■ INSTRUCTION: Begin at the line that contains "For every instance of the bare" and continue through the line that contains "pixel 290 167". Reproduce those lines with "innermost point" swapped for "central point" and everything else left unchanged.

Image location labeling entries
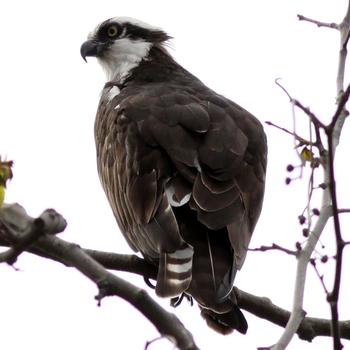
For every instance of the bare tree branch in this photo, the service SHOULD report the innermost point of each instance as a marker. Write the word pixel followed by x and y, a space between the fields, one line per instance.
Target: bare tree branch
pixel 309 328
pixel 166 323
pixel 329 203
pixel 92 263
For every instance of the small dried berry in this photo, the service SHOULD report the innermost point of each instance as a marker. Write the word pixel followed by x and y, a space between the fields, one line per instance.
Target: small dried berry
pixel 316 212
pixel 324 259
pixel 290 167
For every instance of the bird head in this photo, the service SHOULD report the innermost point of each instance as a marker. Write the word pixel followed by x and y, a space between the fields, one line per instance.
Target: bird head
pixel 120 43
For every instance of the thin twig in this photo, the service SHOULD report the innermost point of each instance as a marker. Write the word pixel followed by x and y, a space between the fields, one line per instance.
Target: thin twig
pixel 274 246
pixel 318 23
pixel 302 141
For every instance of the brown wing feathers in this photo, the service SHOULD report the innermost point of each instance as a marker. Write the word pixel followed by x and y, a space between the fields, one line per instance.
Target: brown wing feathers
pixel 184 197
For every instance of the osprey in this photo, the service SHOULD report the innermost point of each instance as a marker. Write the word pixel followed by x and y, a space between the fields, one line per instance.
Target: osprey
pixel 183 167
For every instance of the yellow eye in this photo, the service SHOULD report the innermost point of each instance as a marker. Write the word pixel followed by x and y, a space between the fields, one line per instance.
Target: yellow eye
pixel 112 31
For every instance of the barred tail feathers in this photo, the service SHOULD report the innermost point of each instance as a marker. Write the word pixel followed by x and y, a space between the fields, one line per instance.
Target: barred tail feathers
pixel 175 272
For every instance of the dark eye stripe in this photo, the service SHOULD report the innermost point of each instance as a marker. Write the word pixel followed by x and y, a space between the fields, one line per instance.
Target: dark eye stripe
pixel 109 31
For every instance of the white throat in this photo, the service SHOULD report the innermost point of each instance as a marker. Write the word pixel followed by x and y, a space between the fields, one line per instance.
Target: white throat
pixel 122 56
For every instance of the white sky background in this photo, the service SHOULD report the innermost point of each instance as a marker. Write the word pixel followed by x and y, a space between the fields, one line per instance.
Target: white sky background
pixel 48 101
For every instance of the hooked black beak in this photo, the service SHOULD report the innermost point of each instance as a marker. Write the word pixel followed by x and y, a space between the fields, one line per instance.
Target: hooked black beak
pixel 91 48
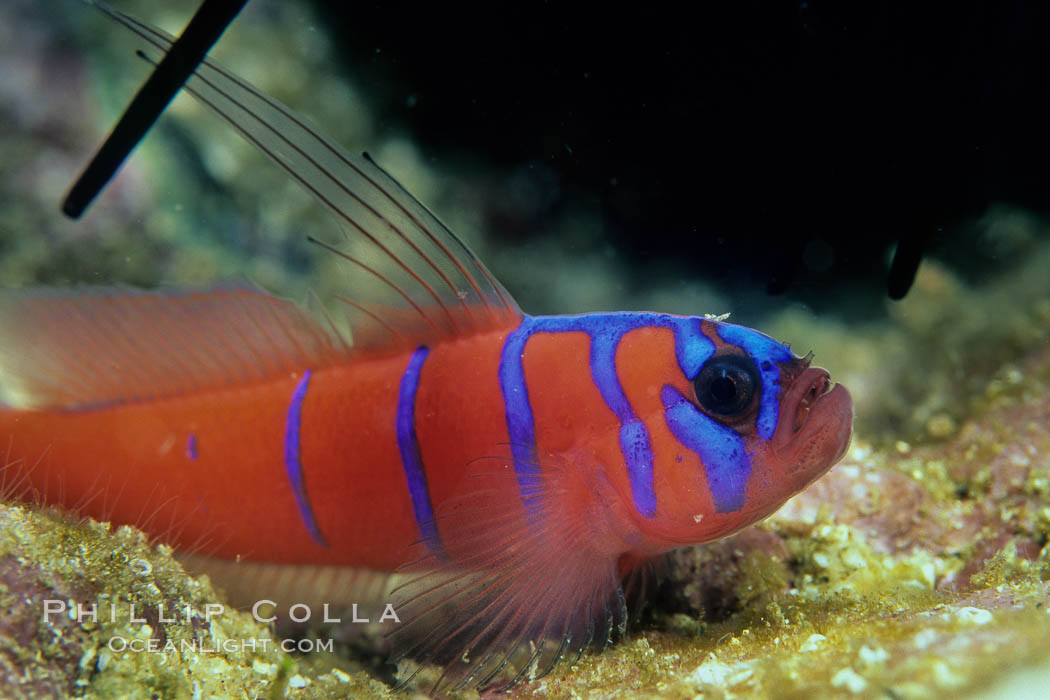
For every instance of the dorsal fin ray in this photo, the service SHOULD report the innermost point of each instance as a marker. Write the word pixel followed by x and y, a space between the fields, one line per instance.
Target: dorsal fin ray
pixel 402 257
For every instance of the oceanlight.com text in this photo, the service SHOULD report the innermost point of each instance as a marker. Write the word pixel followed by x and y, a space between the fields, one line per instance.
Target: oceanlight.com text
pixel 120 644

...

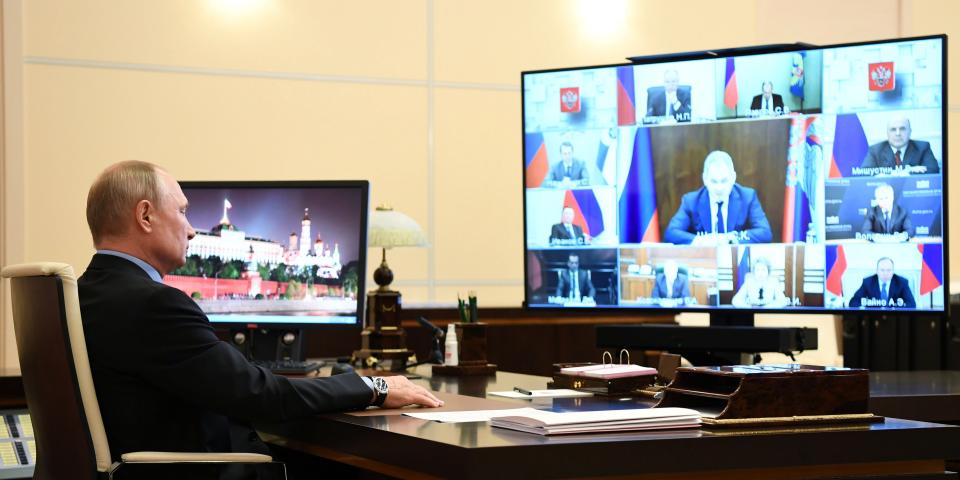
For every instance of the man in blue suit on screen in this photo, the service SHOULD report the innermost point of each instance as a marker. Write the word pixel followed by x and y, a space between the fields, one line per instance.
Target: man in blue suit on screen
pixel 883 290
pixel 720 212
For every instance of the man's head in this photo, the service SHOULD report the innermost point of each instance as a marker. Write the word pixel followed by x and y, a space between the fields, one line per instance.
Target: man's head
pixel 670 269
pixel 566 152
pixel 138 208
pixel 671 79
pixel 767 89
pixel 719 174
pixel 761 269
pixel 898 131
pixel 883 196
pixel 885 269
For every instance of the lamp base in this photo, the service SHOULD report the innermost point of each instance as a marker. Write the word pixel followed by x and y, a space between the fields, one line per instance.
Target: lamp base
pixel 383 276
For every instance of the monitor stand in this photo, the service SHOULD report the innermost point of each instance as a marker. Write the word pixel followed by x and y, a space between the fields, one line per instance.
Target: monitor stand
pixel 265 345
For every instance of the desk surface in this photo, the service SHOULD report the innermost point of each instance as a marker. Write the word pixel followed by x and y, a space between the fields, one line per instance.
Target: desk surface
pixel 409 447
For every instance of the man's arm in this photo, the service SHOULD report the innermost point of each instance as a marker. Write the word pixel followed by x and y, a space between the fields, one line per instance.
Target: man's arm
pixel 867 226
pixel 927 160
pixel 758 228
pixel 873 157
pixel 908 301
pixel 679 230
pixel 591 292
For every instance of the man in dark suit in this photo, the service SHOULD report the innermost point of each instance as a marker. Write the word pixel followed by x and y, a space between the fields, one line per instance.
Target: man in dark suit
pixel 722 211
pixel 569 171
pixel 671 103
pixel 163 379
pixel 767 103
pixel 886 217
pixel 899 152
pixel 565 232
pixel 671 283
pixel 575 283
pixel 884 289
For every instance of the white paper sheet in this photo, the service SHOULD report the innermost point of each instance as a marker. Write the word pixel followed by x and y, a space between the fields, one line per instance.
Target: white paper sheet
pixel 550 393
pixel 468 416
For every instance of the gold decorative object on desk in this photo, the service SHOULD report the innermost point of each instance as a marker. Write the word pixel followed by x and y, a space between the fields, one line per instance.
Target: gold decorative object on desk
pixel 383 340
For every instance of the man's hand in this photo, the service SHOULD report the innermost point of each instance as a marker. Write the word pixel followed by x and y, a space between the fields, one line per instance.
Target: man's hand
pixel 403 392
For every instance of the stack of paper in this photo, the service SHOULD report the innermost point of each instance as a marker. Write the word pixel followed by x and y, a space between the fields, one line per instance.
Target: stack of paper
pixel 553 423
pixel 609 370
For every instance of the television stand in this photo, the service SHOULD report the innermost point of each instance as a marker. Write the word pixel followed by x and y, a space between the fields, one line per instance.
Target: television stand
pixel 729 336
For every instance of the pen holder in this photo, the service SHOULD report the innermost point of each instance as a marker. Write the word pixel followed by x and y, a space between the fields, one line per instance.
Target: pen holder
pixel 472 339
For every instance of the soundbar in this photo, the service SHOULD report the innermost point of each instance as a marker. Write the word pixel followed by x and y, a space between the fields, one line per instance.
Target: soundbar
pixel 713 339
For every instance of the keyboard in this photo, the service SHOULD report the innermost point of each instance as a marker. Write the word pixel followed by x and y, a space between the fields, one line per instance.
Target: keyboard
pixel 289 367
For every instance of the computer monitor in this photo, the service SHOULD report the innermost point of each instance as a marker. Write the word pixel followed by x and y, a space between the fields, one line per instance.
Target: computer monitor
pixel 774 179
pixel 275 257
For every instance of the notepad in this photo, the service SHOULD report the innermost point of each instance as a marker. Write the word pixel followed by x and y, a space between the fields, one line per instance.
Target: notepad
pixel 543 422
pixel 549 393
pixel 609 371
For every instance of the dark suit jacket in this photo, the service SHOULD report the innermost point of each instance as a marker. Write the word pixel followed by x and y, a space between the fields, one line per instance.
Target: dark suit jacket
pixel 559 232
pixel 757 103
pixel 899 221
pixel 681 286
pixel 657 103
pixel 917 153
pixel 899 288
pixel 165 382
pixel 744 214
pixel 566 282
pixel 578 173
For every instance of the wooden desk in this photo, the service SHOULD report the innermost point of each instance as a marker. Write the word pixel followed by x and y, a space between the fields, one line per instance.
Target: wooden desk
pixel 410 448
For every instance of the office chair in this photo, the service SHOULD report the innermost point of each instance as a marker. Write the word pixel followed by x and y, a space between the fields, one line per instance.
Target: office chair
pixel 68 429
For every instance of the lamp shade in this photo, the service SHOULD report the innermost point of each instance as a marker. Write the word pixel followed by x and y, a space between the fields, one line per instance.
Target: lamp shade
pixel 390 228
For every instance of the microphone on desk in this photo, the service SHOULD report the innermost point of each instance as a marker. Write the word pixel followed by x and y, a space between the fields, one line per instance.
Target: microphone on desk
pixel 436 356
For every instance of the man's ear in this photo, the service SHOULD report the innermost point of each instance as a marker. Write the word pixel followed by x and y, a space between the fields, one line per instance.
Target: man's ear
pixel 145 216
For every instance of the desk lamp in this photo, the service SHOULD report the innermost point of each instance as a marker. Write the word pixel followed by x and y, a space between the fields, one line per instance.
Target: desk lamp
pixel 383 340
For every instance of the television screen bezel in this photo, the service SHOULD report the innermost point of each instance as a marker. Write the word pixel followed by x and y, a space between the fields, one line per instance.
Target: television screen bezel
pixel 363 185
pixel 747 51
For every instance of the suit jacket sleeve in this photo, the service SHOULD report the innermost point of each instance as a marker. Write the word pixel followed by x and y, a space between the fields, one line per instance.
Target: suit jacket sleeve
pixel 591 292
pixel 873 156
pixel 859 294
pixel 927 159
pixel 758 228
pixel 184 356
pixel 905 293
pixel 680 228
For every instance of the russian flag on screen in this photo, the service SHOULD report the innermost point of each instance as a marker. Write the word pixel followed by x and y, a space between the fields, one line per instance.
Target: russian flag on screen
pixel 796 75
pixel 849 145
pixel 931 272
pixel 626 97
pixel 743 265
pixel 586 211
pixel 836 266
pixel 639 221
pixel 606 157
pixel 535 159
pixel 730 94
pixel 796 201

■ RESPONSE TO THE EXERCISE:
For every instance of the bare tree branch in this photo, the service SHOULD report the central point of each instance as a marker. Write the word pixel followed by x and y, a space between the fields, one line per instance.
Target: bare tree branch
pixel 309 328
pixel 166 323
pixel 329 203
pixel 92 263
For every instance of the small dried berry in this photo, the service SHOULD report the central point of each instance as a marker. Write the word pixel followed by x and y, a space between the fields, one line per instance.
Target: small dried berry
pixel 316 212
pixel 324 259
pixel 290 167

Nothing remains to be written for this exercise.